[DOCUMENT EXCERPT]:
Bird flu spread intensifies, raising concerns about human risk

By Claire Wolters | Fact-checked by Davi Sherman
Published May 22, 2024

Key Takeaways

  • Bird flu is infecting cattle herds in the US.

  • The CDC has reported one human case of H5N1 in someone who was exposed to cattle.

  • Overall, doctors say that the spread is worrisome for animals but not humans.

  • If the virus mutates or merges with other influenza, more risks could arise.

Dozens of cattle herds in the US have been infected with avian influenza, or H5N1, raising public health concerns in farming areas.[] The Centers for Disease Control and Prevention (CDC) has also confirmed one case of H5N1 in a human who was exposed to cattle.[] 

Despite this, doctors say that human H5N1 infections remain rare—and that the virus is unlikely to become the next pandemic. This is mainly due to the makeup of the virus’s H and N proteins, which do not target humans. Risks could change, however, if virus mutations give H5N1 the leverage to jump species. 

Describing bird flu

Often colloquially referred to as bird flu, H5N1 is a strain of influenza that has been around for decades, predominantly impacting birds. At times, it can strike other animals, such as seals and cattle. On very rare occasions, bird flu can infect humans. Human-to-human infection is even rarer.

David Cutler, MD, a board-certified family medicine physician at Providence Saint John’s Health Center in Santa Monica, CA, says it is important to educate concerned patients about bird flu’s nature and remind them that humans are generally safe from infection. He also emphasizes the importance of good public health practices, such as infection control and surveillance, in farm and wildlife areas. 

Public health measures to protect against bird flu

Bird flu’s presence in cattle herds presents public health issues for farms and wildlife areas but should not currently pose infection risks for people, Dr. Cutler says. People who do not live near these areas are even more in the clear, he adds.

[RECORDS]:
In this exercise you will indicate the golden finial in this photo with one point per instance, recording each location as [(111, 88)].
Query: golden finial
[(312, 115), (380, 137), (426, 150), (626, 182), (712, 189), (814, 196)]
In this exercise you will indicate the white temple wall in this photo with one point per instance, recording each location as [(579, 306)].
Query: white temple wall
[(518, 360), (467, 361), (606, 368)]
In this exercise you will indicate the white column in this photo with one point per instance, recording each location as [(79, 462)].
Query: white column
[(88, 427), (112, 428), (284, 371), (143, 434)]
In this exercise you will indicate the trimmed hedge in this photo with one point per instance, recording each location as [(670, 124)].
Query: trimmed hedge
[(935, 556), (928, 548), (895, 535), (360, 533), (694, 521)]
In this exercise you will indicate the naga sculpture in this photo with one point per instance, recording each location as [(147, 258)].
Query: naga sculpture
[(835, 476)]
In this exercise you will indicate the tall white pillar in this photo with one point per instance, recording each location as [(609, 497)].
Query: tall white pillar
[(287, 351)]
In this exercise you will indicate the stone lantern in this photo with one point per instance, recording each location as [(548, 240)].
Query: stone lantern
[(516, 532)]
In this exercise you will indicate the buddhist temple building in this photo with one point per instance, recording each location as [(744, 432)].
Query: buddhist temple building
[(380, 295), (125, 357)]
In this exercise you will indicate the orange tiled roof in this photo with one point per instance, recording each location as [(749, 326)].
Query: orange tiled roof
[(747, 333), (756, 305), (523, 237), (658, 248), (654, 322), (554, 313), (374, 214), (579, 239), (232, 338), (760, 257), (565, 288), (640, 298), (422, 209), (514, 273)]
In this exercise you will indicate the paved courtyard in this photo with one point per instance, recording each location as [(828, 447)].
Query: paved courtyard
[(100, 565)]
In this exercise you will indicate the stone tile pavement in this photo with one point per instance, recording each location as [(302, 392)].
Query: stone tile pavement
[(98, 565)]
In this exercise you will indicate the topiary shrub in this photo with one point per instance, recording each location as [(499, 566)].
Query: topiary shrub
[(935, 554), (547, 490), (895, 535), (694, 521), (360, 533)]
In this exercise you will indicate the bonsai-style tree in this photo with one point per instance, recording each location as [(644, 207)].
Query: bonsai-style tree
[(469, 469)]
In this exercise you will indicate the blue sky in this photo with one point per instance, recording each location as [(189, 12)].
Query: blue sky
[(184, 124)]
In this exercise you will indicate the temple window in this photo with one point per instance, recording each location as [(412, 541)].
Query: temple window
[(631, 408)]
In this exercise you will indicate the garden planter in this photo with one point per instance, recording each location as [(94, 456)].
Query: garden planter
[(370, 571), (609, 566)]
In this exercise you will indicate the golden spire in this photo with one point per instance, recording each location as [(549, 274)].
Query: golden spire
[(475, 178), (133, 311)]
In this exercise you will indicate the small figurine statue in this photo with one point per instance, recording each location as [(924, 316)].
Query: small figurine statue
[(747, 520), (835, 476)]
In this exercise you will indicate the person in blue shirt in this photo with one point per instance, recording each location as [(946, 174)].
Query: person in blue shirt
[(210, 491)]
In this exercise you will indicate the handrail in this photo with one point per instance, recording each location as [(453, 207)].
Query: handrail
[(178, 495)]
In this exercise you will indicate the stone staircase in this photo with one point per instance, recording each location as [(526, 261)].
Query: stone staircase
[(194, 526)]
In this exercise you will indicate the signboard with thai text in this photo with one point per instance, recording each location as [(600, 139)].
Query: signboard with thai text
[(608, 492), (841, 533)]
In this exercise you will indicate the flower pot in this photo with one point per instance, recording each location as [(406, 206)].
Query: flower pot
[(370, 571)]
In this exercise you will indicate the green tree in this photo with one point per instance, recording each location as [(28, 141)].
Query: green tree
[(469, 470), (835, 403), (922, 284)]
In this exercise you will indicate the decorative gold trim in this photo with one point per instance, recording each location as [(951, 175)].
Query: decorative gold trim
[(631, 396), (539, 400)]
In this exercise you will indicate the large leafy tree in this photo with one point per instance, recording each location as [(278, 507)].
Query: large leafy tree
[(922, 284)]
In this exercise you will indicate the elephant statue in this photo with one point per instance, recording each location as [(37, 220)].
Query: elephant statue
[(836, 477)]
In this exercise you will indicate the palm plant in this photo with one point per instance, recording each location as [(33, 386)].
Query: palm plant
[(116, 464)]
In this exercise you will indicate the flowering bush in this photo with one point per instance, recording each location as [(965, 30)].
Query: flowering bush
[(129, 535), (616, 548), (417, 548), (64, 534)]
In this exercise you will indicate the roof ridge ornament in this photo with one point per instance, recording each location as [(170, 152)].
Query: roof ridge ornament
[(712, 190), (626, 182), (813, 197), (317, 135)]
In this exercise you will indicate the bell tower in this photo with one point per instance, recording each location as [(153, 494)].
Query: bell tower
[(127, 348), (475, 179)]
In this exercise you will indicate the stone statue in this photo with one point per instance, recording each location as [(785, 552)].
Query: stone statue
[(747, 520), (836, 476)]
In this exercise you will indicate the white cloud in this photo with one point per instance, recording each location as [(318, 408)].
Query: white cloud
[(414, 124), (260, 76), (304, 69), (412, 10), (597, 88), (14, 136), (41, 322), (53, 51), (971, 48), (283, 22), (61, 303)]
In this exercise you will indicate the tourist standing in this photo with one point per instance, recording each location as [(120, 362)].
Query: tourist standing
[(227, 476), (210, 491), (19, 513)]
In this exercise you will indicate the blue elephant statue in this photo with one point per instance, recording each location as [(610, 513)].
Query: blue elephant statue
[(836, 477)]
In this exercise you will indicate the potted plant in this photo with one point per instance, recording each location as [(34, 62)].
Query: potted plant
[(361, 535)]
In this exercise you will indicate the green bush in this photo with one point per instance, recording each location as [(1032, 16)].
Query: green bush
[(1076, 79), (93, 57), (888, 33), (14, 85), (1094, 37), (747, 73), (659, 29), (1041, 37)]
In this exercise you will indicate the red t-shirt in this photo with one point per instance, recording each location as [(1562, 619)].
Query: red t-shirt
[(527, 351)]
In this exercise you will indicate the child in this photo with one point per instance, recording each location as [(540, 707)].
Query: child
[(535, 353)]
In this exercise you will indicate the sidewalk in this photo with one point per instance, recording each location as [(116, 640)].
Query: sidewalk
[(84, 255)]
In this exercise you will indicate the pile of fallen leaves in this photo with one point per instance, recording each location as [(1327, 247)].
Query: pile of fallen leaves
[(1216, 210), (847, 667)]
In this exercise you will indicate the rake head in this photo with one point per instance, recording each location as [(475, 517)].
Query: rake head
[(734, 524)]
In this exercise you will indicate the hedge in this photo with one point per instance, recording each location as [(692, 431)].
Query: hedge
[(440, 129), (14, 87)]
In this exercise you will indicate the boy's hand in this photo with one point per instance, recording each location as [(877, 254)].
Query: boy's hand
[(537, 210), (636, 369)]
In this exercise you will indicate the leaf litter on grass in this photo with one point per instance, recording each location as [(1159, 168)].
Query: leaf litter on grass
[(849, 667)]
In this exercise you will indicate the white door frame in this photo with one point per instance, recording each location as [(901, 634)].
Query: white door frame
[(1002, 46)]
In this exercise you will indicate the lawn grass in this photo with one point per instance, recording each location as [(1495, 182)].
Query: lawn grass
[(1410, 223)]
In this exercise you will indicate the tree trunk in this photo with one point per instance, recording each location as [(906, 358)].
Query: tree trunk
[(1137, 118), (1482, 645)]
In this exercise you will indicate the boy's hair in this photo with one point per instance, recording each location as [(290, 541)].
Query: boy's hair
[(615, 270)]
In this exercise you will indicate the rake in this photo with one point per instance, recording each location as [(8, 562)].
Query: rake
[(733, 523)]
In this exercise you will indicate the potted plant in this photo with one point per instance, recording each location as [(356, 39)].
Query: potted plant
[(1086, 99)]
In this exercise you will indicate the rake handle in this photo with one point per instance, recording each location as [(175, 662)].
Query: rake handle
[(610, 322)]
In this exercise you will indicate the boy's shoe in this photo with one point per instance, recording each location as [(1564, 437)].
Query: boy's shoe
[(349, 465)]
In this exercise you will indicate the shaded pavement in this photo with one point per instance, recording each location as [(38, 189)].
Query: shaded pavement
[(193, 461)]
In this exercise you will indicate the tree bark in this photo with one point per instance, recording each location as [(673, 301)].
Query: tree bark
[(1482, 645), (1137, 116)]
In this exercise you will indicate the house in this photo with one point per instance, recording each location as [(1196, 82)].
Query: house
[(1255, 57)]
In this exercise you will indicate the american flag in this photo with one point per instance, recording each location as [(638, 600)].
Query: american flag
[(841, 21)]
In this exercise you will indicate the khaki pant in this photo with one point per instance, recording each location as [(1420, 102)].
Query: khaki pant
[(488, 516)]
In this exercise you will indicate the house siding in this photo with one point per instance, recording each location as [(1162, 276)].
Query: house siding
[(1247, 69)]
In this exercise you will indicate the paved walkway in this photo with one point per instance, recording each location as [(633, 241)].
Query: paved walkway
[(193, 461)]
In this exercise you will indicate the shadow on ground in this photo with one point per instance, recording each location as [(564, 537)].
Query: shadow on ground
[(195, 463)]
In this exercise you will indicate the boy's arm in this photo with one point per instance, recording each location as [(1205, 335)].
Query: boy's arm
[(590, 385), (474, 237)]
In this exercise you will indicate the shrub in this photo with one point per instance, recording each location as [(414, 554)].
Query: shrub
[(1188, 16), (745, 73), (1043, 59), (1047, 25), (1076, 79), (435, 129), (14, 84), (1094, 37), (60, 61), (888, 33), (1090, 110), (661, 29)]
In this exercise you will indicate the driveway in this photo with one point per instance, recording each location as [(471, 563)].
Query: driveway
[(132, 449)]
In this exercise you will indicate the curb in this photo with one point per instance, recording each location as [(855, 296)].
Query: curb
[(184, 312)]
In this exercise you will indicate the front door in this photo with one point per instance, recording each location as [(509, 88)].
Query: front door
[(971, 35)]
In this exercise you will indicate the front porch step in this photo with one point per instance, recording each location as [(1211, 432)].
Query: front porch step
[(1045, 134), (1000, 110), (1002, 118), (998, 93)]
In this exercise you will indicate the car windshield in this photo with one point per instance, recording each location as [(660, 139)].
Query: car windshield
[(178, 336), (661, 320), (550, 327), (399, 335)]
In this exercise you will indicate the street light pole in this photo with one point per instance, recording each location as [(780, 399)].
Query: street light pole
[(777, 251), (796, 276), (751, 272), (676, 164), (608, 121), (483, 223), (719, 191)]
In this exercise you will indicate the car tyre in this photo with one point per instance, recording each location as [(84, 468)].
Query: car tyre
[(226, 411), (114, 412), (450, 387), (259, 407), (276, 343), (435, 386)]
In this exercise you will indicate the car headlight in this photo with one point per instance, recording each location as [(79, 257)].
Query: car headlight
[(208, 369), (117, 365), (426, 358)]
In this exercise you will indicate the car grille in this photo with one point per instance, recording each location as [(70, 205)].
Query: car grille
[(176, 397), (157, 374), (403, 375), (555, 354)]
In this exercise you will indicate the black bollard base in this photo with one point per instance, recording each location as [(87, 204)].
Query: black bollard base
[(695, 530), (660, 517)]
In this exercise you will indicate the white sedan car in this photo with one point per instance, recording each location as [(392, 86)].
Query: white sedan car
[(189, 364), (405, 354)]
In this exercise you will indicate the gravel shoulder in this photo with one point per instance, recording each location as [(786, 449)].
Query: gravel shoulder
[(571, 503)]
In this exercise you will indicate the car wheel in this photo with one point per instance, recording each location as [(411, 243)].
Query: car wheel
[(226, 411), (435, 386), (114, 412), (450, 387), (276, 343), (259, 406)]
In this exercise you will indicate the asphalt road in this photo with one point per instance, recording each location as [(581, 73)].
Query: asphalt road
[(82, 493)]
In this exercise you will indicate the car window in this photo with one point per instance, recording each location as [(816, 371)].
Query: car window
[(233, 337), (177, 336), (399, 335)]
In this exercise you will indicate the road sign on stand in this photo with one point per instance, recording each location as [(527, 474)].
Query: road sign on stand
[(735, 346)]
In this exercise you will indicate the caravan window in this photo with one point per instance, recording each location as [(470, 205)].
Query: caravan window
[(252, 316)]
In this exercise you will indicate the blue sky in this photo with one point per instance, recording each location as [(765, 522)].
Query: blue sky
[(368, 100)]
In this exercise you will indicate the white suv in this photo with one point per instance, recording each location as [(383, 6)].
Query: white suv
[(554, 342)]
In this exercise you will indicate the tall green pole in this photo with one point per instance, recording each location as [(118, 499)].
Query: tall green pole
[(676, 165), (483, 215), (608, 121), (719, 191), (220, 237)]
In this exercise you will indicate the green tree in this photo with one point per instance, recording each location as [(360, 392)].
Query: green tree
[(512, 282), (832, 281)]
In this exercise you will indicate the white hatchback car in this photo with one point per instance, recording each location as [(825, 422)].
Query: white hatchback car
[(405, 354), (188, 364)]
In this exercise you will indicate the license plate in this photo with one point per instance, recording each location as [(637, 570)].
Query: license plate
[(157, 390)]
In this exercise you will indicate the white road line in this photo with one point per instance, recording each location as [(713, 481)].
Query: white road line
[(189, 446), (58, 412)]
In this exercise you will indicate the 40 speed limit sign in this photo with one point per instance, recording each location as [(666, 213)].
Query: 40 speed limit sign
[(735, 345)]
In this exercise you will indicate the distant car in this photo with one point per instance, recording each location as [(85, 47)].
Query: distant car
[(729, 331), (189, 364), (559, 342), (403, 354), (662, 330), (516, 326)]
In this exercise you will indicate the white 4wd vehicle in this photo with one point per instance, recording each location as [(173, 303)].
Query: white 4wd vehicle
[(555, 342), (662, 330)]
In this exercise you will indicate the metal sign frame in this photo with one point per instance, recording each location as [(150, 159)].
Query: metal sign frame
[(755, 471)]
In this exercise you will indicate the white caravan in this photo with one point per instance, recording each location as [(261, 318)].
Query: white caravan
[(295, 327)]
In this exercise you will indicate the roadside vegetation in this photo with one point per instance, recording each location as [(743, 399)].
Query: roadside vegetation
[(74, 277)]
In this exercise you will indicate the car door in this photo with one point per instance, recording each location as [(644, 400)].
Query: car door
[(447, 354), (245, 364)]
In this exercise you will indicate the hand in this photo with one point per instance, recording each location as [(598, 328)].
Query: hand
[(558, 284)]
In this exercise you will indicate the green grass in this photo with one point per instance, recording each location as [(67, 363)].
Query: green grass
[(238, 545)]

[TASK BRIEF]: In the bird flu article, which animals besides birds can H5N1 sometimes strike?

[TASK ANSWER]: Seals and cattle.